Aufgabe - Schreib den unten stehenden Text über die Wochenendeinsätze gegen die Rückstände im GVO-Verfahren nach seinem letzten Satz weiter.

### Textauszug

Bis zur abschließenden Erfassung aller aktuellen und auch historischen Bezeichnungen der anmeldebelasteten Grundstücke müssen zur Beurteilung über das Vorhandensein vermögensrechtlicher Ansprüche andere Erkenntnisquellen genutzt werden. Aussagekräftig ist hier insbesondere das Grundbuch. Aus den Eintragungen im Grundbuch ergibt sich regelmäßig, ob eine Anspruchsberechtigung möglich ist. In jedem Fall können die Namen der ehemaligen Eigentümer ermittelt werden.

Da der zur überprüfende Zeitraum bis zum 30. Januar 1933 zurückreicht, ist eine Überprüfung des Grundbuches aufwendig und zeitintensiv. Es hatten sich daher in Bad Salzungen erhebliche Rückstände im GVO-Verfahren gebildet. Die durchschnittliche Bearbeitungsdauer betrug etwa neun Monate, in Einzelfällen ein Jahr.

Ziel des Projektes in Bad Salzungen ist, die Rückstände im GVO-Verfahren in Wochenendsondereinsätzen abzutragen, so dass GVO-Genehmigungen in angemessener Zeit erteilt werden können und die Bearbeitung vermögensrechtlicher Ansprüche nicht beeinträchtigt wird.

Im Einsatz waren neben 13 Mitarbeitern des Amtes zur Regelung offener Vermögensfragen neun Mitarbeiter der Kreisverwaltung und neun Mitarbeiter des Grundbuchamtes. Bei der Planung wurden insbesondere die Erfahrungen der Grundbuchämter mit den Grundbuchsonderteams berücksichtigt.

In Zusammenarbeit der genannten Behörden wurde für 307 Verträge die erforderliche GVO-Genehmigung erteilt.

Für 585 Flurstücke mit einem Gesamtwert von über 18,5 Millionen Deutsche Mark konnte dadurch der Eigentumswechsel im Grundbuch vollzogen und so die Voraussetzung für weitere Anschlußinvestitionen geschaffen werden.

Da alle Behörden ausschließlich mit der Erteilung der GVO-Genehmigungen beschäftigt waren und ohne Beeinträchtigung durch Publikumsverkehr arbeiten konnten, belief sich die durchschnittliche Bearbeitungszeit für einen Vertrag auf ca. zwei Stunden. Der Aufwand im normalen Verwaltungsbetrieb wird dagegen auf vier bis fünf Stunden geschätzt.

3. Weitere bisher durchgeführte Wochenendeinsätze

In einer Erhebung des Landesamtes zur Regelung offener Vermögensfragen bei den örtlichen Vermögensämtern im Januar 1993 wurde festgestellt, dass sich auch in elf weiteren Ämtern ein Rückstau bei der Bearbeitung der Anfragen zu Genehmigungsverfahren gebildet hatte.

######
### Material

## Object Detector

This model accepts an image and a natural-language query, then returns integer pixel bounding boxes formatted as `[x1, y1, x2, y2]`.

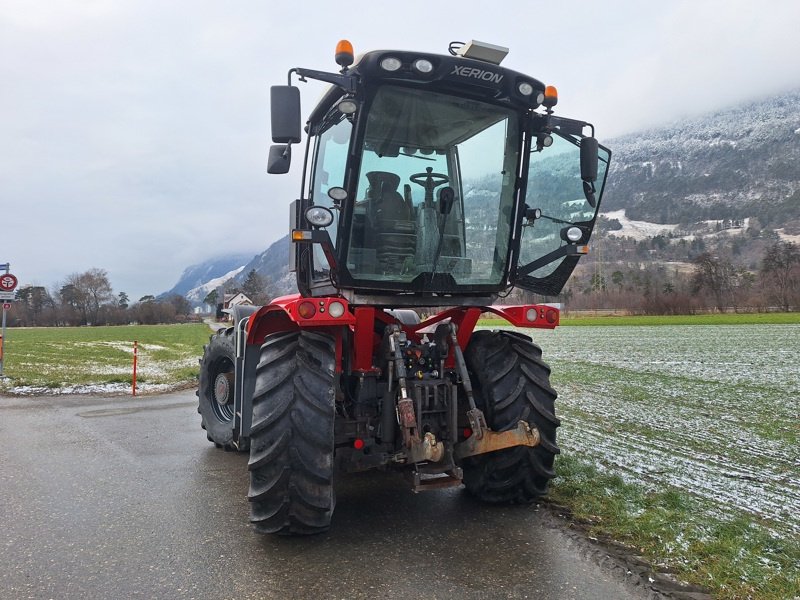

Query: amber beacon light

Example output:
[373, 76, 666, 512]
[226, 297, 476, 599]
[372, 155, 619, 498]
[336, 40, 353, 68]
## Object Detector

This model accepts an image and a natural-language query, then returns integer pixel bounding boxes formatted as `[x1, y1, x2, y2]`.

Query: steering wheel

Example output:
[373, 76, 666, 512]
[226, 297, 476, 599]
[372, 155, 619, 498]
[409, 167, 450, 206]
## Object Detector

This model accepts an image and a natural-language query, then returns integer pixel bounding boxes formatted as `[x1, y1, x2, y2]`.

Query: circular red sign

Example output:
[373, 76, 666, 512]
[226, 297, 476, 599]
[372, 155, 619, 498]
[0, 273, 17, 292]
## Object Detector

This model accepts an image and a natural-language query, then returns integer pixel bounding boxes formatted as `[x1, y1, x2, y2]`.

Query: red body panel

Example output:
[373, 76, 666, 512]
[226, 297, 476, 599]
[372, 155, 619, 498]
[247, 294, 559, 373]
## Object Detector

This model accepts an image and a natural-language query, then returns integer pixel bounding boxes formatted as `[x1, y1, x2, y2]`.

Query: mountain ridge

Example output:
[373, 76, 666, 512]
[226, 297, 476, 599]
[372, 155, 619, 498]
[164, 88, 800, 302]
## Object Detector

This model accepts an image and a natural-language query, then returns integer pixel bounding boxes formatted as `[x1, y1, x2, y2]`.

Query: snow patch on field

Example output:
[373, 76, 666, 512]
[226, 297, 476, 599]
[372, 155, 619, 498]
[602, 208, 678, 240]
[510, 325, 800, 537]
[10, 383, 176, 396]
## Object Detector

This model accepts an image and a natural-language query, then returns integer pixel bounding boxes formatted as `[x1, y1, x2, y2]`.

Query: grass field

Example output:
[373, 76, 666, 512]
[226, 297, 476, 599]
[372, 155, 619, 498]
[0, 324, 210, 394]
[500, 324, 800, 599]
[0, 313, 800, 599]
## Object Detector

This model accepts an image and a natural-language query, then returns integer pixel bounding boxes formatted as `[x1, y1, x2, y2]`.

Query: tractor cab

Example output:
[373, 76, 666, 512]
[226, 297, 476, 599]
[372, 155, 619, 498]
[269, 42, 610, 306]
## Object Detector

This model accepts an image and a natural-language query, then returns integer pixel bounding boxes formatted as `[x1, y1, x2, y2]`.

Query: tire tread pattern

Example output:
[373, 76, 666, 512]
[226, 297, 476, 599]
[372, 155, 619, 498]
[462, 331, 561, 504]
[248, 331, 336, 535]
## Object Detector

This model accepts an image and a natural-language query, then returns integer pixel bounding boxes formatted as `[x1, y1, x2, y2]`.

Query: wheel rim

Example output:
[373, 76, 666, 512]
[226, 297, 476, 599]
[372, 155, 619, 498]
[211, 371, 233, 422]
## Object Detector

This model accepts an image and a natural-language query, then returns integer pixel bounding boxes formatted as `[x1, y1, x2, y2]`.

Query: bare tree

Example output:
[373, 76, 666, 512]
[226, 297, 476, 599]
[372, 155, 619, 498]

######

Ergebnis -
Im Mai und Juni 1993 wurden daher weitere Wochenendeinsätze in Sondershausen, Heiligenstadt, Hildburghausen und Sonneberg durchgeführt. Dabei wurden unterschiedliche Organisationsformen erprobt. So waren in Sondershausen am Freitag auch zwei Mitarbeiter des Katasteramtes im Einsatz. In Sonneberg waren dagegen neben den Bediensteten des Vermögensamtes lediglich zwei Mitarbeiter der GVO-Behörde des Landratsamtes tätig. Die erforderlichen Grundbuchauszüge wurden vorher beschafft.

4. Bewertung der Ergebnisse der durchgeführten Wochenendsondereinsätze

Die Ergebnisse aller bisherigen Einsätze waren insgesamt ermutigend.

Es wurden bearbeitet in Sondershausen 428 Verträge mit einem Verkehrswert von 27,3 Millionen Deutsche Mark, in Sonneberg 216 Verträge mit einem Verkehrswert von 8,4 Millionen Deutsche Mark, in Hildburghausen 187 Verträge mit einem Verkehrswert von 7,5 Millionen Deutsche Mark und in Heiligenstadt 172 Verträge.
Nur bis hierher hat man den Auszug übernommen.